**Source extract**.
* * *
The most up-to-date HIV data available revealed that in the month of May 2023, there were 1,256 reported new cases, with 1,186 (94 percent) being male. Around one third (32 percent) of these cases involve young people aged 15 to 24 years old
The Philippines has become the country with the fastest growing HIV epidemic in Asia and the Pacific. The prevalence and rate of transmission was described as “low and slow” from 1984 to 2004 and “hidden and growing” from 2005 to 2009; now it is characterized as “fast and furious.” From 2012 to 2023, there was a 411-percent increase in daily incidence based on “The State of the HIV Epidemic in the Philippines: Progress and Challenges in 2023.” In 2022, the Department of Health reported a 21-percent increase in the number of new HIV cases compared to the previous year.
The most up-to-date HIV data available revealed that in the month of May 2023, there were 1,256 reported new cases, with 1,186 (94 percent) being male. Around one third (32 percent) of these cases involve young people aged 15 to 24 years old. Of the 396 reported youth cases, 394 (99 percent) acquired HIV through sexual contact. The main mode of transmission in this group is males who have sex with other males (MSM) accounting for 89 percent of the cases. Eighty (20 percent) of the youth cases were reported to have advanced HIV infection at the time of diagnosis.
The HIV rate is growing at an alarming rate in the Philippines, especially among the Filipino youth. This is in contrast to the general global HIV trend, which has seen a levelling off and even decline, with an estimated 1.3 million individuals worldwide acquiring HIV in 2022, marking a 38-percent decline in new HIV infections since 2010.
Pope Francis has noted the challenge for young people to live their sexuality in a healthy way, remarking that “young people are aware that the body and sexuality have an essential importance for their lives and for their process of growth in identity. Yet in a world that constantly exalts sexuality, maintaining a healthy relationship with one’s body and a serene affective life is not easy.”
Individual efforts need to be assisted by sound public health policies too. Matthew Hanley and Jokin de Irala underscored that “it is noteworthy that public health entities seek to modify some lifestyle choices but not others. The consumption of tobacco, cholesterol-laden diets, sedentary lifestyles, and reckless driving are all considered behaviors that require modification, but sexual behavior associated with disease and other adverse consequences is not.” The confusing message about sexuality in the Philippine media may be also be contributing to the worrying rise in HIV rates among Filipino youth.
* * *
**Referring expression data**.
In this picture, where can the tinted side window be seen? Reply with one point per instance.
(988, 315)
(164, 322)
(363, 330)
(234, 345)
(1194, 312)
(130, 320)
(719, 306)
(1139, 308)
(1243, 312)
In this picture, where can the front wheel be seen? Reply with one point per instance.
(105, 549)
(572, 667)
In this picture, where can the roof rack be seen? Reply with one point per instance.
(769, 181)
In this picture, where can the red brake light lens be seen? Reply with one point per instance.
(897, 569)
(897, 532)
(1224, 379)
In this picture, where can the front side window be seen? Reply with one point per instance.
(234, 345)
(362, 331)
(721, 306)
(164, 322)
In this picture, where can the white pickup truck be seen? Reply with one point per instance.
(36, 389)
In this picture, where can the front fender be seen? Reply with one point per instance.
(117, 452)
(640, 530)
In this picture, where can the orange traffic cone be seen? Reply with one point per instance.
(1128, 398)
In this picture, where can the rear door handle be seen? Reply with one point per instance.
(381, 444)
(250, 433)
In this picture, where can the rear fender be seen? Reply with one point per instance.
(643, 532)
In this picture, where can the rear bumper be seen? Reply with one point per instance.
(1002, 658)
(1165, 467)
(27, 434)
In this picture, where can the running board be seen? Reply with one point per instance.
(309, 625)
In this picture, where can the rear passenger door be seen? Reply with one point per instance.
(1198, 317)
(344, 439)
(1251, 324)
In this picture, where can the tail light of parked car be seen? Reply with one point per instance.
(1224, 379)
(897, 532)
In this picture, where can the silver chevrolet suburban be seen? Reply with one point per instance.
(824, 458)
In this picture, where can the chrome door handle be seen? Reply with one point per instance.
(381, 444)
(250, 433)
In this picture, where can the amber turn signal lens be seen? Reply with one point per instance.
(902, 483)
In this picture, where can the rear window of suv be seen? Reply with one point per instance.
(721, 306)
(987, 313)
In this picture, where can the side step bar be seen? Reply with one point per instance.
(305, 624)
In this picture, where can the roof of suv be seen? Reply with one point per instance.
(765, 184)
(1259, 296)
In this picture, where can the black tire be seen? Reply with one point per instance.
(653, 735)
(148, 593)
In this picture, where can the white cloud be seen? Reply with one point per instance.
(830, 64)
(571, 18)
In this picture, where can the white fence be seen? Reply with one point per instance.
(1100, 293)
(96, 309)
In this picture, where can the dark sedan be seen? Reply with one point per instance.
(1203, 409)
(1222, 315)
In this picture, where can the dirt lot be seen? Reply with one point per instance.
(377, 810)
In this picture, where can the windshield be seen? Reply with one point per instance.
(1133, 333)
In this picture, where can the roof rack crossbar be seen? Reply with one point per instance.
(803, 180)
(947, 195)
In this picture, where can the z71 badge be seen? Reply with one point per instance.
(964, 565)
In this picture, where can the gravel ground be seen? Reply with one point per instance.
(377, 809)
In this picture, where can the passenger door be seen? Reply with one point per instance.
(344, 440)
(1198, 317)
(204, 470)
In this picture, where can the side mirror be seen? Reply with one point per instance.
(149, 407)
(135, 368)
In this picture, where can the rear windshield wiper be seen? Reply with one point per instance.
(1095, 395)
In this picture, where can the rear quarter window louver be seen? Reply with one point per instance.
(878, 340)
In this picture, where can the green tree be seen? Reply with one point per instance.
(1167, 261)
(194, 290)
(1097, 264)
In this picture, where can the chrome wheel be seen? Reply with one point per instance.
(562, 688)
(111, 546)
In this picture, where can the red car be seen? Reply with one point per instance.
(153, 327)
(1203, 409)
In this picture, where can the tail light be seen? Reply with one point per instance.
* * *
**Assignment**. Continue the article on the rise of HIV among young people in the Philippines, starting after its final sentence.

**Response for this exercise**.
The Catholic Church can still do much more in the area of education and moral formation of the youth. The Clergy and religious could be better formed themselves to deal with these challenging issues.
We could ask, why are so many Filipino youth engaging in same sex relations? What could be done to help such youth in prostitution, and why are many customers seeking such sexual activities? With great compassion and sensitivity, the Church must also welcome teenagers who have same sex attraction, remembering the words of Pope Francis, “Who am I to judge?”
But not forgetting that the Church also teaches that it is sinful to have sexual relations outside marriage.
According to Louie Mar Gangcuangco and Patrick Eustaquio, who did the “The State of the HIV Epidemic in the Philippines: Progress and Challenges in 2023” research paper, “the HIV epidemic in the Philippines requires a multisectoral approach and calls for sustained political commitment, community involvement, and continued collaboration among various stakeholders. It seems that existing strategies are largely failing the Filipino youth, who remain in dire need of AIDS education, seeing that more than half (52 percent) of youth still incorrectly believe that a person can get HIV by sharing food with someone who is infected.
Sometimes exaggerated political correctness makes the AIDS establishment more fearful than the strongly underlined abstinence-chastity as a valid approach in the MSM group, resulting in many more new HIV infections. The AIDS establishment thus bears a grave responsibility given the limited resources – with little available for affordable medical care – and HIV infection usually translates into more deaths, especially among the youth.
Among the global targets of Sustainable Development Goals is to eradicate AIDS by 2030. However, the sad reality is that if real progress is not made, it is estimated that by then half of the new cases of HIV in the Philippines will be among the youth.
The author is also a medical doctor.